● Document text:
History teaches us why we must keep schools open
22 November, 2019
Sir Michael Palin
WE welcome the intervention of Sir Michael Palin in the campaign against the closure of Carlton primary school.
He raises the obvious point that appears to have been lost on education planners: that low birthrate figures and falling rolls are unlikely to last.
Demand will surely rise when new housing projects – and many are planned in the catchment area – are complete.
To close a school seems a drastic, knee-jerk reaction to what may prove to be a statistical blip. Schools chiefs would do well to consider the impact of cuts to the NHS over the past decade.
In 2011, more than 100 mental healthcare beds were removed from Camden hospitals. At that time, officials claimed demand had fallen because of advances in community care. There was no longer a need to fund so many beds for mental health patients, officials claimed.
Four years later, demand for psychiatric inpatient care was at an all-time peak and the NHS was forced to waste millions hiring beds from private institutions.
What happens when the need for school places rises again?
The long-running saga over Abacus School – which this week saw its application rejected by the council for the second time – highlights precisely this point.
Eight years ago, Camden parents were campaigning for more schools to open because of a school places crisis.
The council was forced to open bulge classes as part of an expansion programme.
A new school was built in West Hampstead.
Parents in Belsize took to the streets in outrage at having to send their children to schools on the other side of the borough.
Today, the climate has changed and there is no longer such a pressing need for Abacus. But who can confidently say that in 10 years’ time parents in NW5 will not be angrily demanding change again?
What we need are elected representatives with vision.
We need councillors who do not simply carry out directives and orders from central government. No more of this constant obedience.
The NHS was created by people with a vision who were laughed out of court when it was first proposed.
We should be getting people to think seriously about the future of private schools.
Expertise suggests smaller classrooms lead to a better, more rounded education.
Why is this just afforded to the offspring of wealthy parents in fee-paying schools? Why can’t this be provided to Carlton children, at least until the numbers rise again?
Human beings were not meant to be herded 30 at a time into a classroom. But we’ve got used to it. Just as we got used to workhouse conditions of the 19th century.
Councillors should be campaigning for it and bringing it up at meetings.

(Point localization data)
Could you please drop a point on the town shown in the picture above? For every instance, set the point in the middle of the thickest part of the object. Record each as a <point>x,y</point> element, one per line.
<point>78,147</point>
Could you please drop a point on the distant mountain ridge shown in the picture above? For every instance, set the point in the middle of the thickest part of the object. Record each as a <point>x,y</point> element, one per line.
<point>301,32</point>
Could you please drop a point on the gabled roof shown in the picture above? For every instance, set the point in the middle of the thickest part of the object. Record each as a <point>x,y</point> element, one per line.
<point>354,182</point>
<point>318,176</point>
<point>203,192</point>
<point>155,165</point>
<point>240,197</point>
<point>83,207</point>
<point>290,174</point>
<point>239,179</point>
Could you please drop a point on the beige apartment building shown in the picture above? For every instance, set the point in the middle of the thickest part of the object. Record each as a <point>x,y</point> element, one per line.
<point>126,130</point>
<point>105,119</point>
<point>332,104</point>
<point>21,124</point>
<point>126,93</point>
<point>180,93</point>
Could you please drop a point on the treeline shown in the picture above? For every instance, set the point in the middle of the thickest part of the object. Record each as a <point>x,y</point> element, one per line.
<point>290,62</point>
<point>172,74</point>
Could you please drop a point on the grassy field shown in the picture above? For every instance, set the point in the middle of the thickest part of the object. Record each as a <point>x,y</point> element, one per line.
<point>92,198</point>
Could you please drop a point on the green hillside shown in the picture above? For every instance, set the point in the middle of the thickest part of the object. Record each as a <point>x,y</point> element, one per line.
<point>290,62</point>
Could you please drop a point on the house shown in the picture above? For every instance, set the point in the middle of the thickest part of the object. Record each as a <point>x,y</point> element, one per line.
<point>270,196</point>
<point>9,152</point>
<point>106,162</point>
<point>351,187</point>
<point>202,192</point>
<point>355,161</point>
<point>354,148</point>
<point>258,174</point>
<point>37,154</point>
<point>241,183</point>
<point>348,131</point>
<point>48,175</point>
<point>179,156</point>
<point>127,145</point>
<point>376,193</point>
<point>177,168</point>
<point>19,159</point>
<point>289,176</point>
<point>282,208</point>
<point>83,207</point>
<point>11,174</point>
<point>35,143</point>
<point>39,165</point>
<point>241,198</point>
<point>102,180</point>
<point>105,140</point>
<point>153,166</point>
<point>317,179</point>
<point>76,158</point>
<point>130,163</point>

● Work order: Reproduce the passage of the school closures editorial that starts at "To close a school" and ends at "the past decade.".

● Finished task:
To close a school seems a drastic, knee-jerk reaction to what may prove to be a statistical blip. Schools chiefs would do well to consider the impact of cuts to the NHS over the past decade.